*** DATA Section Begins ***

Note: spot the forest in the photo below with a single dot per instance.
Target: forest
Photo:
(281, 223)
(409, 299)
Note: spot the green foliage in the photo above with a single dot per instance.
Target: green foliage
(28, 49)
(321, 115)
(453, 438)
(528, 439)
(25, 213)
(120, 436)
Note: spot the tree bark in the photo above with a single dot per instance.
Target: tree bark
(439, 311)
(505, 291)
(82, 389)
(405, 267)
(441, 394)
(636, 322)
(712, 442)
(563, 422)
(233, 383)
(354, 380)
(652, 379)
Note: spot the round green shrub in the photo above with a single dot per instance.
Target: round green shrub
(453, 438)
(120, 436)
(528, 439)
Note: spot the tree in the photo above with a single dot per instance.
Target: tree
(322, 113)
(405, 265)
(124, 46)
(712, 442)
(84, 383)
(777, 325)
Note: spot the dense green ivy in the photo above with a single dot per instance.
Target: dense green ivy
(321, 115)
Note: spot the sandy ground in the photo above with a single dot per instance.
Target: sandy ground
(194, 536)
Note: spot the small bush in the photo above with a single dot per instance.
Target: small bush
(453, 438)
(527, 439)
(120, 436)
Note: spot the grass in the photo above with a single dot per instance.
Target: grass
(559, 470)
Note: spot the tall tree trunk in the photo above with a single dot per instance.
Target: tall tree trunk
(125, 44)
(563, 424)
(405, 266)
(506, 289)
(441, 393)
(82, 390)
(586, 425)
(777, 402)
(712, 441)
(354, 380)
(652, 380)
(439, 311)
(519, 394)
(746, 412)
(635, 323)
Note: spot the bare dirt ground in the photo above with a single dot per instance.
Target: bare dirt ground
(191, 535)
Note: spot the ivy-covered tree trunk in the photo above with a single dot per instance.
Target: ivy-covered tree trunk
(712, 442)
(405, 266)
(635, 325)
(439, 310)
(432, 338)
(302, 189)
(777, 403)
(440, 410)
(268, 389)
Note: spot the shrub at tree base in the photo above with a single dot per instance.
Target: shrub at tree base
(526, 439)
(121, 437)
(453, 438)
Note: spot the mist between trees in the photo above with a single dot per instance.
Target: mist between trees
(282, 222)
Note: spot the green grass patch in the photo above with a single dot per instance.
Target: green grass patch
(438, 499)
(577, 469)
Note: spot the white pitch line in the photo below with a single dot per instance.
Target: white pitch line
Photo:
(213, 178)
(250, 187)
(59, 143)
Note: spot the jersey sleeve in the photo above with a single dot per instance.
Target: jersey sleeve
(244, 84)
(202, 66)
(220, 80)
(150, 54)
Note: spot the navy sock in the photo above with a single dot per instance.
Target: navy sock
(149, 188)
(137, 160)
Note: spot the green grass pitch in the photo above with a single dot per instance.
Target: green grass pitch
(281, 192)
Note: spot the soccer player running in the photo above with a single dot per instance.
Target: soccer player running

*** DATA Section Ends ***

Output only a verbatim copy of the lines spanning from the line that contains "Note: spot the jersey" to the end of the records above.

_EXERCISE RESULT_:
Note: spot the jersey sleeve in the photo above with a single dot per instance.
Target: jersey sleeve
(244, 84)
(202, 66)
(220, 80)
(150, 54)
Note: spot the navy sock in the photo above with a single dot per instance.
Target: navy sock
(149, 188)
(137, 160)
Note: spot the green grass pitch in the photo above with a single dot per instance.
Target: green grass pitch
(281, 192)
Note: spot the soccer player running in the photo above with a single dot per instance.
Target: soccer player running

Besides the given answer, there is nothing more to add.